▶ **Exercise instructions**
In the forum thread below about buzzing relays and a leisure battery, why does one reply suggest checking the battery first? Answer in one to three sentences.

# charging my leisure battery relays are buzzing



## kiwistopher (Nov 5, 2007)

Hi,
Newbie here...Ford Transit, Autosleeper Legend GL 18 yrs old...
I have an intermittent clicking/buzzing coming from my zig unit, obviously a relay. An exact noise is coming from the relay in the fuse box under the dash on the drivers side, fuse box. The clicking/buzzing exactly replicate themselves....
My leisure battery is totally dead...dont know why it died. The battery does not charge on a run. Nothing on the terminals when I put my little
tester light on each terminal. HOWEVER, when I plug trhe 240 mains into the van, all the lights, pump etc start to work.
Do I need to change the little red relays; BOTH of them...??fuse box one and the one behind the zig panel??
Or does the fuse box relay "drive" the zig relay??
The cold weather in Stroud may have killed the battery; I have yet to get it checked

Any help would be GREATLY appreciated.
Thanks, Chris...


----------



## Fatalhud (Mar 3, 2006)

I would check the battery first
The relays may be chattering because there is not enough voltage
Alan H


----------



## AberdeenAngus (Jul 26, 2008)

kiwistopher said:


> My leisure battery is totally dead...dont know why it died. The battery does not charge on a run. Nothing on the terminals when I put my little
> tester light on each terminal.

▶ **Supplied material**
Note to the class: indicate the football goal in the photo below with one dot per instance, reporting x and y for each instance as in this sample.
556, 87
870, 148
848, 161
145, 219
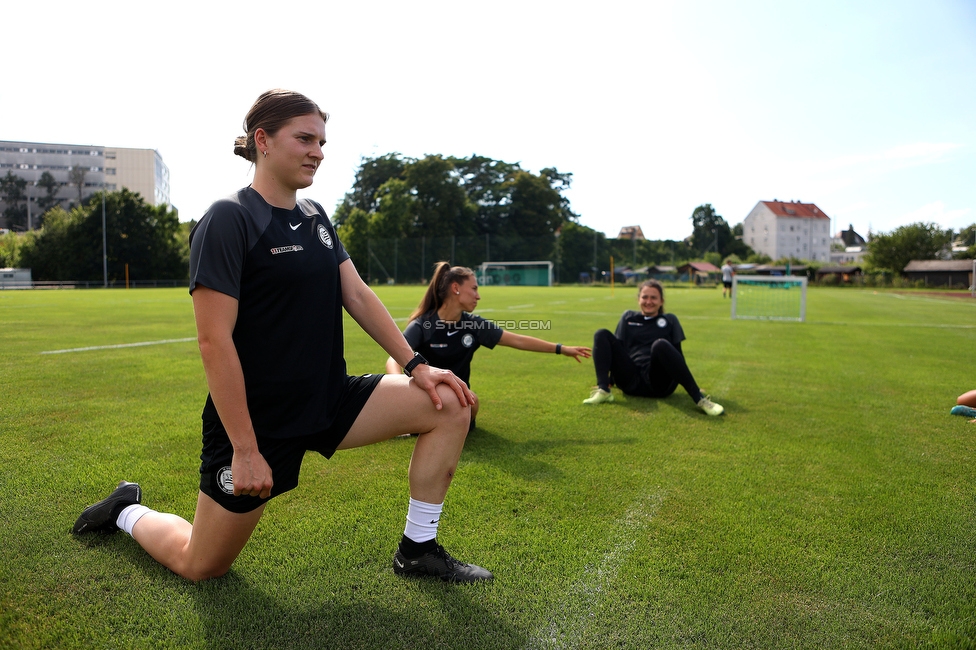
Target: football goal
769, 297
535, 274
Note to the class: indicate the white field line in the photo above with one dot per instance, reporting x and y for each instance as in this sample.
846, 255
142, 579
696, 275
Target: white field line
572, 617
120, 345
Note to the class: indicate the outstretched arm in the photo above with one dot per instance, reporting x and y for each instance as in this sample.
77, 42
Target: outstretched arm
367, 310
532, 344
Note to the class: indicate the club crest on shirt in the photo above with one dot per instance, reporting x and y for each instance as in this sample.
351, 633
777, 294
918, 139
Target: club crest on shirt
324, 236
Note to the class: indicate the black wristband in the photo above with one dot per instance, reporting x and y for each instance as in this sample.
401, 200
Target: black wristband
413, 363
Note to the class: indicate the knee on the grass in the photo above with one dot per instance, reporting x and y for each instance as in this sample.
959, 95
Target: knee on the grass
967, 399
201, 573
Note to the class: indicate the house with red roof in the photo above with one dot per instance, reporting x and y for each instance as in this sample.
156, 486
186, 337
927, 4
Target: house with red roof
788, 229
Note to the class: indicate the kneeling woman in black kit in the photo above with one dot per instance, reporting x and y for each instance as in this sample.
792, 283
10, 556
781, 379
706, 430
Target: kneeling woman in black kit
644, 357
443, 331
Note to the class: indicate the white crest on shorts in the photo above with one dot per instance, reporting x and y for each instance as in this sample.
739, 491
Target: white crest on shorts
324, 236
225, 480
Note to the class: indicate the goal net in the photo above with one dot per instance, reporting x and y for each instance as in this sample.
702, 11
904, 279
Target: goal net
535, 274
769, 297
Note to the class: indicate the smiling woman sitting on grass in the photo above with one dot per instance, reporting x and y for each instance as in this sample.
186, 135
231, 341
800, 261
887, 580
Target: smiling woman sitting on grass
644, 357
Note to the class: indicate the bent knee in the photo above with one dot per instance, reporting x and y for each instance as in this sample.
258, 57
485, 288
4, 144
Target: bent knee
452, 413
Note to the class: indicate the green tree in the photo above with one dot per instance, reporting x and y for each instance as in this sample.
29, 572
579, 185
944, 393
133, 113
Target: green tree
581, 250
12, 190
371, 175
916, 241
10, 244
967, 237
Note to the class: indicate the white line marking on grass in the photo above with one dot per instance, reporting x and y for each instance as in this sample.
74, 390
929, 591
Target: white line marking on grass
578, 609
120, 345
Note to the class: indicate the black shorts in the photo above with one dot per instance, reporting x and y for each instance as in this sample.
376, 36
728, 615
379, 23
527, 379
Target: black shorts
283, 455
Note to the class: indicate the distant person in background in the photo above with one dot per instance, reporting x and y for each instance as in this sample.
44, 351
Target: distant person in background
444, 331
644, 357
727, 273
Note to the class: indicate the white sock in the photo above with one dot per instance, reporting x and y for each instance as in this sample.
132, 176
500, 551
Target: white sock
130, 515
422, 519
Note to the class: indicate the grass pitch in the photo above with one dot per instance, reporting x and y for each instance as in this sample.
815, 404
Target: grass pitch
832, 506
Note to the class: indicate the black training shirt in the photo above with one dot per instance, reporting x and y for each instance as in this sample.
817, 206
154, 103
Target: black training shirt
451, 345
283, 268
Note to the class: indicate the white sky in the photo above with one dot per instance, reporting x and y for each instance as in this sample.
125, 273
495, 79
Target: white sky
867, 109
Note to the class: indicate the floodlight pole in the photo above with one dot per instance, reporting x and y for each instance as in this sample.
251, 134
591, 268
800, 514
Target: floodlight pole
104, 246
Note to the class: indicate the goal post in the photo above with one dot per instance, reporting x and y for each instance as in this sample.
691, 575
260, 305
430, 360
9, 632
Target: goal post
769, 297
532, 274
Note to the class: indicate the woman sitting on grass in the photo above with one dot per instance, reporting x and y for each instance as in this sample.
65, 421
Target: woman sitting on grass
644, 357
443, 330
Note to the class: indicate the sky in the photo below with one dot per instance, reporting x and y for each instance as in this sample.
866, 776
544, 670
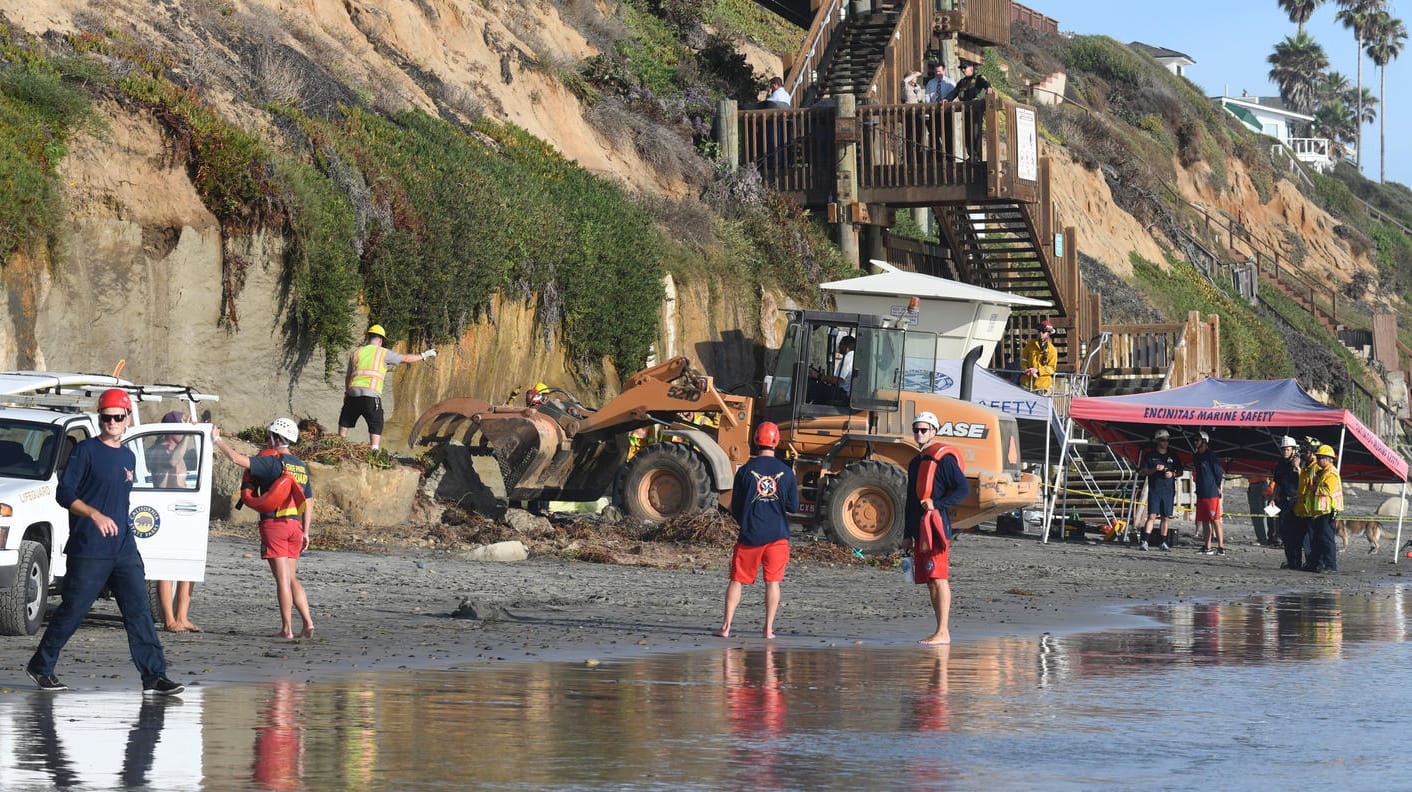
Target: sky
1230, 41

▶ **Answer for the task**
The reply says the relays may be chattering because there is not enough voltage. A weak or dead battery could therefore cause the buzzing, so the battery should be checked before the relays are replaced.